_Prompt_:
Gather every line below that contains the string "backpack". Case matters.

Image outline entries
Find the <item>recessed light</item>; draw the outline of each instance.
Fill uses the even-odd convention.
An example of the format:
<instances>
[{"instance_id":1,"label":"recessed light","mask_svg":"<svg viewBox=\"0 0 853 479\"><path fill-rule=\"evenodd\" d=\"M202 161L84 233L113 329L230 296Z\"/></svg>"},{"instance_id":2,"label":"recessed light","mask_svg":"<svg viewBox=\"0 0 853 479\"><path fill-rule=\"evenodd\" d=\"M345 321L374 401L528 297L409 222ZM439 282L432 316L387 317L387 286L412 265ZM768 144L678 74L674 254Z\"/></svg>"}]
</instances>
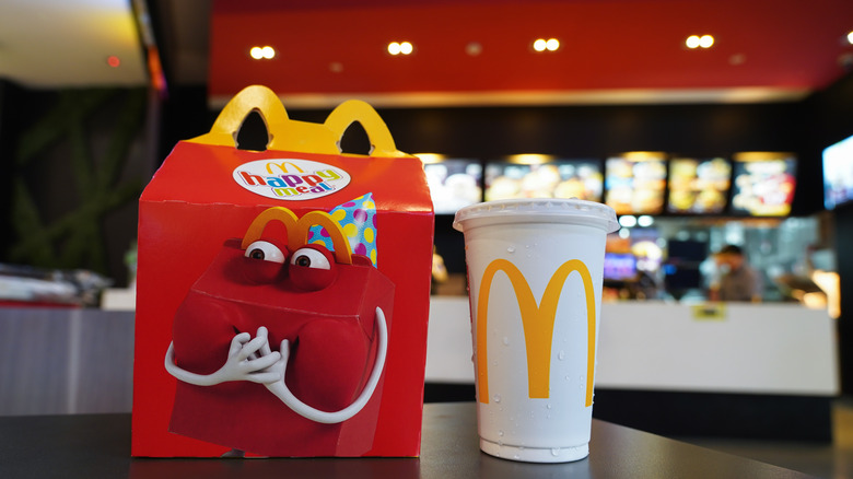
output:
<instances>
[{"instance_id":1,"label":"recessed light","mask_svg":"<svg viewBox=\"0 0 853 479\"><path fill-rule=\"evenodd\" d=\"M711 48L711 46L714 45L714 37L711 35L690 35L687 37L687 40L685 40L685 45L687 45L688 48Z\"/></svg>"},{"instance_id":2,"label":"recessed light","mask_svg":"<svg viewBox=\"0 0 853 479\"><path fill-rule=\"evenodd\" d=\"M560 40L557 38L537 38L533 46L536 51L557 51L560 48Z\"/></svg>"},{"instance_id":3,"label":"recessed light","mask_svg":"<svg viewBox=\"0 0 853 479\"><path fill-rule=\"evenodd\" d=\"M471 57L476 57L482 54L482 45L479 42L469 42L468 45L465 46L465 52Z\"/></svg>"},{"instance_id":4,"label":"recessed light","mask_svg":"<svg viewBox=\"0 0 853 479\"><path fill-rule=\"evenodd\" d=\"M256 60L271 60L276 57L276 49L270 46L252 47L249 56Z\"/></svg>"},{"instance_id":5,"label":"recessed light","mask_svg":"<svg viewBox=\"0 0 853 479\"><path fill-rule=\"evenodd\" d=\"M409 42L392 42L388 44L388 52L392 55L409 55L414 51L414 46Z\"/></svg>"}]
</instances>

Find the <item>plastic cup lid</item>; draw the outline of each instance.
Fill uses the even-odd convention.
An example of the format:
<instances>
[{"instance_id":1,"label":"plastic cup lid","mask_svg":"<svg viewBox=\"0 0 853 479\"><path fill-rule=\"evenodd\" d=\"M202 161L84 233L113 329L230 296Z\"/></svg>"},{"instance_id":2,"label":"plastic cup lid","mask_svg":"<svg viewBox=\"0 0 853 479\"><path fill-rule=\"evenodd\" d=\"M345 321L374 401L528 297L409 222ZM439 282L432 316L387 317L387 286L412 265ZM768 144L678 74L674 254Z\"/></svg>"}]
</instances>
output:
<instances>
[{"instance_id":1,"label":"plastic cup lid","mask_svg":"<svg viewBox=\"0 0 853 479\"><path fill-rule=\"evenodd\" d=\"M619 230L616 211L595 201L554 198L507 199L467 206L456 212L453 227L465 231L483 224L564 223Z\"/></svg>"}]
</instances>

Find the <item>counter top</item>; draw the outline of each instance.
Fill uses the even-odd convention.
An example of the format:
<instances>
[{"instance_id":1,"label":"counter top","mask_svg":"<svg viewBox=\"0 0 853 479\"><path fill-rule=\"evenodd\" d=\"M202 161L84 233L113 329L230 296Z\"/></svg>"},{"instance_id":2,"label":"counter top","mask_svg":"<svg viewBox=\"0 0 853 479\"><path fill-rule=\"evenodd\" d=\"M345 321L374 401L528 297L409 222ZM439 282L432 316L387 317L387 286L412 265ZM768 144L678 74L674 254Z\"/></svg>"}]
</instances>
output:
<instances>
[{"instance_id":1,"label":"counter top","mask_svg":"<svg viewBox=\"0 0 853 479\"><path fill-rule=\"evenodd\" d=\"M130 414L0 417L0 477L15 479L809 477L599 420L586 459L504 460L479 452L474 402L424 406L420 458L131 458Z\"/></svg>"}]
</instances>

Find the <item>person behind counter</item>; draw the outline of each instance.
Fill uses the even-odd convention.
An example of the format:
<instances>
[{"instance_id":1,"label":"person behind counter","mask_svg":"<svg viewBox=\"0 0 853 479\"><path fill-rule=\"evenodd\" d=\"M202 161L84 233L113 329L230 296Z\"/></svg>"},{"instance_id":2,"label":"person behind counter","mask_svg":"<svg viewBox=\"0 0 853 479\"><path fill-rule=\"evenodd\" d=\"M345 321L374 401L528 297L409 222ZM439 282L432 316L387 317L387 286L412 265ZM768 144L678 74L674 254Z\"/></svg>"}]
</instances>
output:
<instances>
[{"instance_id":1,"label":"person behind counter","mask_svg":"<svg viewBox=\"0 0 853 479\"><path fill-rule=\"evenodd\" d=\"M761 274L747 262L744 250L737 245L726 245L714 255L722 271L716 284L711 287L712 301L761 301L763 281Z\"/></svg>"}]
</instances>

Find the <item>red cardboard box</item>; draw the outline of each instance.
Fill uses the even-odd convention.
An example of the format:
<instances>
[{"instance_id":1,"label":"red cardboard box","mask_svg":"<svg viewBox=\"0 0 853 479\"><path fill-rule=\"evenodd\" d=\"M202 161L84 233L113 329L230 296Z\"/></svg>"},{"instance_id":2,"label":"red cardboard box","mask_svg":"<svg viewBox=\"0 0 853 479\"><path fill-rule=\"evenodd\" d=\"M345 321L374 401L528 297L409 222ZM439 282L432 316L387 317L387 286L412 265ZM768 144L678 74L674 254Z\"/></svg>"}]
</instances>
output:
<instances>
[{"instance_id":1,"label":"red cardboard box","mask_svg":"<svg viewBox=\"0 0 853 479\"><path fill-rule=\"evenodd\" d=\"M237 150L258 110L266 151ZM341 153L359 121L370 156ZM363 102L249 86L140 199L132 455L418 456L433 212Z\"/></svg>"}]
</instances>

==

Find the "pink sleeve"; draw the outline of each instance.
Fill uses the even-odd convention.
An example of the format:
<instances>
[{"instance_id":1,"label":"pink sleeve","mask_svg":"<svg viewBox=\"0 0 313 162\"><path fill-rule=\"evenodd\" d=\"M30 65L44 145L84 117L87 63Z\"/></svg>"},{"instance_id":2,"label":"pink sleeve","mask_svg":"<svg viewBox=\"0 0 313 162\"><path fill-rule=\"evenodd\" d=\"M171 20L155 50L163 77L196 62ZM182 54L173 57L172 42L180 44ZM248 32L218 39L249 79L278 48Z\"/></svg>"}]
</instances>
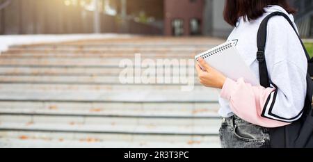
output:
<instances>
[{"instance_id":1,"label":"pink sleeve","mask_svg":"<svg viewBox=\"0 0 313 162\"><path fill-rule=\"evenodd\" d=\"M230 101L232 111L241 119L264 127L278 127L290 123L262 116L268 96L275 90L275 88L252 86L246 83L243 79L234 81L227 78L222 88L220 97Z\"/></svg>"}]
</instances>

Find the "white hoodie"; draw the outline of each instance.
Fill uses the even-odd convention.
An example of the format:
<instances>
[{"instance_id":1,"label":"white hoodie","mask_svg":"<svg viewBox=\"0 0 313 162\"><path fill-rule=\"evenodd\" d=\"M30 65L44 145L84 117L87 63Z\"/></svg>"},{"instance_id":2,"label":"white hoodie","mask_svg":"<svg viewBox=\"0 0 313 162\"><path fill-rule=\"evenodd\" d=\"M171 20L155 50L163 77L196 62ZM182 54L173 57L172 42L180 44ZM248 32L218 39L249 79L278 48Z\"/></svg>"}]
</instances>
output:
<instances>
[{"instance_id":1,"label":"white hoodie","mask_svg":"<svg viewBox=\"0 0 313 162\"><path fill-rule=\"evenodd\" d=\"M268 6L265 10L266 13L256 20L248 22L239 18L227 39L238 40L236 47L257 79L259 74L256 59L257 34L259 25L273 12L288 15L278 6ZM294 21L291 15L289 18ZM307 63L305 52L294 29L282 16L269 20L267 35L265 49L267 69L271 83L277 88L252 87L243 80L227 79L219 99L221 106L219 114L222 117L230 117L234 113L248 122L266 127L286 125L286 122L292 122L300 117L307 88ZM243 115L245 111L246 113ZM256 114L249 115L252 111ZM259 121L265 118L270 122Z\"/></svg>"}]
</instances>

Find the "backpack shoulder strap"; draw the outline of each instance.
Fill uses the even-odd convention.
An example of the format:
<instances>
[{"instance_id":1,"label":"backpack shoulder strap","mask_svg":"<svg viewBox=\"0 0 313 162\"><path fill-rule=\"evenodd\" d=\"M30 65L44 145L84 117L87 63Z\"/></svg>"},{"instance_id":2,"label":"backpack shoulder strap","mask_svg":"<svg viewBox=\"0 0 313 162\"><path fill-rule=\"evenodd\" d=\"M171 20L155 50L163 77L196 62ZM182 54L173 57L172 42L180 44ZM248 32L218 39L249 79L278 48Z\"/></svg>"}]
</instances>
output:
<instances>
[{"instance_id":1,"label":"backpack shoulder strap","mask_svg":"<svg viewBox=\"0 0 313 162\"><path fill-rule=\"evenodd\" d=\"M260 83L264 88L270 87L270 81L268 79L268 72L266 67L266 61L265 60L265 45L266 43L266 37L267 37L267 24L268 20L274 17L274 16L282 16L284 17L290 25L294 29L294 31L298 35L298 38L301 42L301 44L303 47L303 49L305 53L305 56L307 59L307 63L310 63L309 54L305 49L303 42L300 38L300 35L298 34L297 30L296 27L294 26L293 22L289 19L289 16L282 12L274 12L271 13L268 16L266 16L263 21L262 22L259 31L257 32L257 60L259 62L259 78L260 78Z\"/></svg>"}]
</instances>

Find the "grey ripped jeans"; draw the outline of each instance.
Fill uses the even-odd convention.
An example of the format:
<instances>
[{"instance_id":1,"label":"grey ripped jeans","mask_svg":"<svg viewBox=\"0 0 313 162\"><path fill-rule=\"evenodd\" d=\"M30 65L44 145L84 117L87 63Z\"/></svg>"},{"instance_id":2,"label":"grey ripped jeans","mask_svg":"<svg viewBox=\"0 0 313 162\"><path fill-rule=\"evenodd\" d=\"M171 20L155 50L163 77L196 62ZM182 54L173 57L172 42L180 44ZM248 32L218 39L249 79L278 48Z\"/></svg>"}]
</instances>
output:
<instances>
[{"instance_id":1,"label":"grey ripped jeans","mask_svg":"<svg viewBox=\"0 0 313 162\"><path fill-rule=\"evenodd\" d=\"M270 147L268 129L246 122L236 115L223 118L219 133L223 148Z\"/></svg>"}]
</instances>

---

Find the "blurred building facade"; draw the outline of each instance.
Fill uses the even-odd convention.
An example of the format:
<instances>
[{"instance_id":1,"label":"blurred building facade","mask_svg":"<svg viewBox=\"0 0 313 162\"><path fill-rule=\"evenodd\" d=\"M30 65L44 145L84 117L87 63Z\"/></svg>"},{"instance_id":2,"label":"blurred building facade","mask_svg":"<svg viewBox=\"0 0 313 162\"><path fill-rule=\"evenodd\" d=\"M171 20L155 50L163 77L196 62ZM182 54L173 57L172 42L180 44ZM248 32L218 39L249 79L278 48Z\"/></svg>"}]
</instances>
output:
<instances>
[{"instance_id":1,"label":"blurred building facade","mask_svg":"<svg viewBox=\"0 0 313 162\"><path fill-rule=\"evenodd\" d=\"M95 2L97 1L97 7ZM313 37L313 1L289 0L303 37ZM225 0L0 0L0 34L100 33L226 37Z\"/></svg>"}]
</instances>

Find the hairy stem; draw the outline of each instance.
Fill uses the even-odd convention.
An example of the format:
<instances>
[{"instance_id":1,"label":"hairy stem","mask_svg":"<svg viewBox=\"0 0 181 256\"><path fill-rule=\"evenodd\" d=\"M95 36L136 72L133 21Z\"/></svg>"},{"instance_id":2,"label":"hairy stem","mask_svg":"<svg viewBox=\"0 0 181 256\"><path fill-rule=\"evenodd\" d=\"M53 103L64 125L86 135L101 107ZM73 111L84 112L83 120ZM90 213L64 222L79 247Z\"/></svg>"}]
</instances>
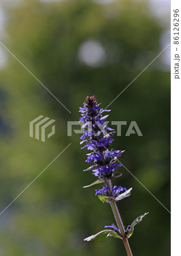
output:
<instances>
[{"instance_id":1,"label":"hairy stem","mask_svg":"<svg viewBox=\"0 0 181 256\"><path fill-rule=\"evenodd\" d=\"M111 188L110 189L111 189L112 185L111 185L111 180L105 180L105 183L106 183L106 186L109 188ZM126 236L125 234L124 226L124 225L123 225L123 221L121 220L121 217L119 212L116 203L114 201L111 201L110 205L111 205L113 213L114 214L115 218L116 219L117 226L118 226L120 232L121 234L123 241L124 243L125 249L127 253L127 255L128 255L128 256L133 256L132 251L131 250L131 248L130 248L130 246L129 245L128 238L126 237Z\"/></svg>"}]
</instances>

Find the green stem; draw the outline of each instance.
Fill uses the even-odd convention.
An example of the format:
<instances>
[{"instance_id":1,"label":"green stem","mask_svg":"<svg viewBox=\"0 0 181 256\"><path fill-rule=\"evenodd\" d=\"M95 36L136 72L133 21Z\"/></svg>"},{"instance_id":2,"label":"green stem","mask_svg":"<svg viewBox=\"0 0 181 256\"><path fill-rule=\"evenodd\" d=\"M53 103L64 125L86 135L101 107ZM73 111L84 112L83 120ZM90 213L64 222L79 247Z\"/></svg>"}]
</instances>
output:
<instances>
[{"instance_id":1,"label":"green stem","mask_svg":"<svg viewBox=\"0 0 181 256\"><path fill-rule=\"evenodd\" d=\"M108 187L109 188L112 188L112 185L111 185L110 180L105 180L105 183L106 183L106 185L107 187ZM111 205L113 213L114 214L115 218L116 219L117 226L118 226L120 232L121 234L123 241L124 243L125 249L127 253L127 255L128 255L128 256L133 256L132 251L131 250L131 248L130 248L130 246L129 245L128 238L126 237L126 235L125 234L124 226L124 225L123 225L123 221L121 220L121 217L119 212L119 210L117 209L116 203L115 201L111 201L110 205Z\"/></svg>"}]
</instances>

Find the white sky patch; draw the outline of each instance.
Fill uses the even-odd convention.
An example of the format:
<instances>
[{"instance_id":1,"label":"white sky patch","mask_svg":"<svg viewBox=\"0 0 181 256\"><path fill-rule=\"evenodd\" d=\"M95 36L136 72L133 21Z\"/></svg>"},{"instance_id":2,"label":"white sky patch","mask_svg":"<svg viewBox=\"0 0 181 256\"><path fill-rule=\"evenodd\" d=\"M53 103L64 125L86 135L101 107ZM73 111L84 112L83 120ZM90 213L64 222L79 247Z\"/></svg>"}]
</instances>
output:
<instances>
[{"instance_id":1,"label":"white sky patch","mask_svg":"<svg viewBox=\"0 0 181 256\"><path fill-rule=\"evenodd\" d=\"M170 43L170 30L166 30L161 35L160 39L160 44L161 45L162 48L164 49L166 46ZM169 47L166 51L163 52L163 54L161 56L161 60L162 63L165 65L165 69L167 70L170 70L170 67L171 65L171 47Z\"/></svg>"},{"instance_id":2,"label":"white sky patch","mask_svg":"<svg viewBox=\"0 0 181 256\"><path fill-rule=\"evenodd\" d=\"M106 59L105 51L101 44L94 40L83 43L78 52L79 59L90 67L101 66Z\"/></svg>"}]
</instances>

_Problem solution_:
Find the "backpack shoulder strap"; draw the outline of each instance.
[{"instance_id":1,"label":"backpack shoulder strap","mask_svg":"<svg viewBox=\"0 0 313 162\"><path fill-rule=\"evenodd\" d=\"M30 65L44 145L84 117L87 63Z\"/></svg>"},{"instance_id":2,"label":"backpack shoulder strap","mask_svg":"<svg viewBox=\"0 0 313 162\"><path fill-rule=\"evenodd\" d=\"M171 20L155 50L163 77L196 62ZM182 54L173 57L172 42L180 44ZM248 32L218 39L249 79L278 48Z\"/></svg>"}]
[{"instance_id":1,"label":"backpack shoulder strap","mask_svg":"<svg viewBox=\"0 0 313 162\"><path fill-rule=\"evenodd\" d=\"M260 83L264 88L270 87L270 81L268 79L268 72L266 67L266 61L265 60L265 45L266 43L266 37L267 37L267 24L268 20L274 17L274 16L282 16L284 17L290 25L294 29L294 31L298 35L298 38L301 42L301 44L303 47L303 49L305 53L305 56L307 59L307 63L310 63L309 54L305 49L303 42L300 38L300 35L298 34L297 30L296 27L294 26L293 22L289 19L289 16L282 12L274 12L271 13L268 16L266 16L263 21L262 22L259 31L257 32L257 60L259 62L259 78L260 78Z\"/></svg>"}]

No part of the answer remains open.